* _What to produce_
Render every one of the records below as a numbered list, one line per item, and omit any blank lines.

* _Provided records_
%%

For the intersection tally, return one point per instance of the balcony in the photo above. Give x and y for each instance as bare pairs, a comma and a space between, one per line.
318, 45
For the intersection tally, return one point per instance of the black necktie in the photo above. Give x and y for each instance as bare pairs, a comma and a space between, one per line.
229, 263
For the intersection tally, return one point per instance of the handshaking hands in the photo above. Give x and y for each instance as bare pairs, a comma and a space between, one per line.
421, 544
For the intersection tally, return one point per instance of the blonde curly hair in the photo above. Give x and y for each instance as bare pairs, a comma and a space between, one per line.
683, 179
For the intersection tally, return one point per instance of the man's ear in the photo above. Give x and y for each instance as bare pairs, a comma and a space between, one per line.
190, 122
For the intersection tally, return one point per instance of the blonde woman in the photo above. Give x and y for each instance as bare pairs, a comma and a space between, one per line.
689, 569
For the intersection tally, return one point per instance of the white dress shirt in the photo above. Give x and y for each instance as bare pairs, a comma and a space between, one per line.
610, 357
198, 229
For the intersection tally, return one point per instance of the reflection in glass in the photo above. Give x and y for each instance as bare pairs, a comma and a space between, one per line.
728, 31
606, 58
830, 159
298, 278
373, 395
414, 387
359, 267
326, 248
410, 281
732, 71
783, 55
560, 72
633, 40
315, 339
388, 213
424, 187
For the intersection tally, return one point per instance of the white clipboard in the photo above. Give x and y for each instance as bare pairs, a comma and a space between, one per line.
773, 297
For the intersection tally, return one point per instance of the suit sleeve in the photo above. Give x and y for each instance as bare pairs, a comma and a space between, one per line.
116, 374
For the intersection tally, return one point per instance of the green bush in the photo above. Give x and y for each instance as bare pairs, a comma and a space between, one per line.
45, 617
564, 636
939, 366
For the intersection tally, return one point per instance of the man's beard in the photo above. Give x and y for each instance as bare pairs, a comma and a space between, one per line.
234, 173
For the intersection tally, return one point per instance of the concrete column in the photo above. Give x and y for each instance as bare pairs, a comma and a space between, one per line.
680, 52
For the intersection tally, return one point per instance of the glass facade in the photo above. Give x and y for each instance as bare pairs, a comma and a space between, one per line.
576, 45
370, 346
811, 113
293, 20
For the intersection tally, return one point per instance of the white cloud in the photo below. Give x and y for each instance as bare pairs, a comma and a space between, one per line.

%%

* _Full answer_
1. For the intersection tally, return one point per instance of the balcony in the photo above. Give x and y for each instance as bare pairs, a comma and a space between, one per line.
2. 318, 45
3. For the intersection tally, return one point per instance of the black necktie in the photo above. Give x and y for each instance as bare pairs, a comma and a space between, one per line.
4. 229, 263
5. For the intersection tally, return one point per instance of the handshaking hands in the photo above. Give x and y for each instance as bare pairs, a comma and a space between, one per line.
6. 421, 544
7. For the intersection tally, return one point per instance of the blonde curly hair in the photo above. Give x and y for each instance as bare pairs, a comma and a space between, one per line.
8. 683, 179
9. For the intersection tally, return one point per instance of the man's ear in the photo above. Give x and y for each instance as bare pairs, a comma and a space between, one per line.
10. 190, 122
11. For the intersection tally, return one point per instance of the blonde woman in the photo above. Give x and y for each instance as bare pairs, a comma and a space between, one per line.
12. 689, 569
13. For the intersection tally, return one point per instance of the white dress shirt in the photo above. Give x and y for each instance as bare pairs, a comma and a space between, one per line.
14. 610, 357
15. 198, 229
16. For the intersection tally, return one point per instance of the reflection in glass in the photo above. Give x and y for each instance as bare pairs, a comma and a space between, one per line.
17. 728, 31
18. 606, 58
19. 830, 159
20. 298, 278
21. 373, 395
22. 414, 387
23. 359, 267
24. 326, 248
25. 410, 281
26. 732, 71
27. 783, 55
28. 560, 72
29. 633, 40
30. 315, 339
31. 388, 213
32. 424, 187
33. For the intersection tally, return one point per instance of the white clipboard in the photo above. Give x and y for each instance as bare pairs, a comma and a space between, one per line.
34. 773, 297
35. For the intersection tally, return one point per instance of the suit sleeve in the photo above. Give x and y for each instance as bare pairs, a comma and a space between, one per line.
36. 116, 374
37. For the intersection tally, return one point per instance of the green bush in the photo above. Give x and y for each instance as bare pairs, a comma and a space between, one per line.
38. 45, 617
39. 564, 636
40. 939, 366
41. For the intersection tally, return one point per instance of the man's beard in the photo above. Give x and y for each instance as bare pairs, a comma and a space between, one per line.
42. 234, 173
43. For the intersection tally, return one point per instance of the concrete column in the photo above. Give x and y for each instance as bare pairs, a comma and a space between, one per line.
44. 680, 52
45. For the intersection tally, return one point per instance of the glass facade in the photo above. Give x and y for each instance as bare pairs, a comma and a space between, one per line.
46. 576, 45
47. 370, 346
48. 811, 113
49. 293, 20
50. For the intersection tally, return one point per instance of the white cloud in the photo below. Give x and y for each instance as bare pairs, a comma and a space between, one per line.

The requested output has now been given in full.